WRITTEN PROBLEM: Reproduce the material below, switching each "bounding box" for "enclosing rectangle" and keeping every other word unchanged.
==== DATA LINES ====
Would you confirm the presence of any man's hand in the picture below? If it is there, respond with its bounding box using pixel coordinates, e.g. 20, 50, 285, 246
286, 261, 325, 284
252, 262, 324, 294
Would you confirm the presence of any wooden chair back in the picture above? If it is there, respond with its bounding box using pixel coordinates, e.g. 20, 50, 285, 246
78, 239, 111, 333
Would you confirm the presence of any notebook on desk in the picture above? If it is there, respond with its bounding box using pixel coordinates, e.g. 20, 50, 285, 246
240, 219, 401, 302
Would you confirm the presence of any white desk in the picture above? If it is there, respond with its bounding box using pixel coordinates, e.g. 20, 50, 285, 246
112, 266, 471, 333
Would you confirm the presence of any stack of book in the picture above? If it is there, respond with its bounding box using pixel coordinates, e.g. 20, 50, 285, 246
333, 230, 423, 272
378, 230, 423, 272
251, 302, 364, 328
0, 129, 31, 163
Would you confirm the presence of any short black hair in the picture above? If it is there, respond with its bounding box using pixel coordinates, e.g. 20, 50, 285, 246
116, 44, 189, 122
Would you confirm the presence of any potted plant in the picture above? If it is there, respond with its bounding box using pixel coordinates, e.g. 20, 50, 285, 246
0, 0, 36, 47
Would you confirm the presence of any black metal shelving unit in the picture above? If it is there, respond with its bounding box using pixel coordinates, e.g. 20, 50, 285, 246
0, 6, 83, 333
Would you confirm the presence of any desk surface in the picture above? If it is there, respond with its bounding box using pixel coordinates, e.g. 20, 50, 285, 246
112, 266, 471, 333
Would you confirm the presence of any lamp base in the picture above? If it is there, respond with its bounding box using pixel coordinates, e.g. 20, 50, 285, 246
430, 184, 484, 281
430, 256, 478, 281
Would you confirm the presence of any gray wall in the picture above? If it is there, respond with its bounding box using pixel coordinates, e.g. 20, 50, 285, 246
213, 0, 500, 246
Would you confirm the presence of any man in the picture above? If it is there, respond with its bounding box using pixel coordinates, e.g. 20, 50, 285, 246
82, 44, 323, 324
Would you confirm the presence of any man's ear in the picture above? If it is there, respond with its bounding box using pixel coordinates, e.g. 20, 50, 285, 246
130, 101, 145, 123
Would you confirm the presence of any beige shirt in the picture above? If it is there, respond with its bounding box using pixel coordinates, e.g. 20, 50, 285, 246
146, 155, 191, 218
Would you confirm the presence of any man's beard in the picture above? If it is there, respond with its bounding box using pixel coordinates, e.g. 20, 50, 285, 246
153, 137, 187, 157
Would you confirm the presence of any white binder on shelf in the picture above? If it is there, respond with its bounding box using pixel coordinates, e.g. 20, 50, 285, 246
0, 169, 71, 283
====
WRITTEN RESPONSE:
Would you confirm the presence of any man's hand in the picture below? If it is there, respond with its enclosing rectangle using pixel coordinates, e.g. 20, 50, 285, 246
286, 261, 325, 284
252, 262, 324, 294
Would you confirm the presence of any wooden chair back in the picture above? If it is there, respond with its enclosing rectangle using pixel coordinates, e.g. 20, 50, 285, 246
78, 239, 111, 333
Would you confirm the presence of any notebook on desk in the picture above? If it is there, respond with its enclosing rectangle using pixel coordinates, e.g. 20, 50, 285, 246
240, 219, 401, 302
Would you confirm the presence of any white desk in the picture above? If it is there, respond with its enclosing rectangle using pixel coordinates, e.g. 20, 50, 285, 246
112, 266, 471, 333
Would you confirm the presence of any stack of book in the picture above? If it is there, respond with its enclosing rectangle using pixel coordinates, e.g. 20, 50, 285, 246
333, 230, 423, 272
378, 230, 423, 272
251, 302, 364, 328
0, 129, 31, 163
Would you confirm the presence of any short black hair in the picture above? If it is there, respond with its enclosing rectangle using pixel coordinates, e.g. 20, 50, 285, 246
116, 44, 189, 122
Would you confirm the presence of any potted plant in the picture above? If it is there, respond with its enclosing rectangle using pixel coordinates, e.g. 20, 50, 285, 246
0, 0, 36, 47
Would you confirm the presence of any black metal shelving unit in the picture above? If it is there, respond with its enclosing rectangle using pixel coordinates, e.g. 20, 50, 285, 246
0, 6, 83, 333
Would you confirm the presence of any desk surface in the picture above? If it is there, respond with its enclosing rectangle using pixel coordinates, e.g. 20, 50, 285, 246
112, 266, 471, 333
Would you confirm the presence of any lamp base in the picture above? If it is there, respond with its enclosing rectangle using pixel coordinates, e.g. 20, 50, 285, 246
430, 184, 484, 281
430, 256, 478, 281
Would you confirm the presence of any gray wall in the picture above? If it is there, respond with its enclosing rectangle using pixel coordinates, e.g. 20, 50, 285, 246
213, 0, 500, 246
Would you confirm the presence of any man in the picture above? If it is there, respond with its enclosing rectangle using pixel coordinates, e.g. 20, 50, 285, 246
82, 44, 323, 324
Would you confirm the presence of any man's ear in the picture above? If it is there, respond with its enclosing rectangle using pixel coordinates, e.g. 20, 50, 285, 246
130, 101, 145, 123
Would you confirm the presence of any beige shirt in the picture above? If it is there, respond with its enclosing rectangle using pixel coordinates, e.g. 20, 50, 285, 246
146, 155, 191, 218
Would you confirm the presence of any man's beard in the picture above? If it is there, respond with its enclosing rectangle using pixel coordinates, e.g. 20, 50, 285, 246
153, 137, 187, 157
Would you confirm the presence of any white binder on shelf in the picture above? If it is there, respond with its enclosing rectangle using pixel coordinates, e.g. 20, 50, 285, 246
0, 169, 71, 283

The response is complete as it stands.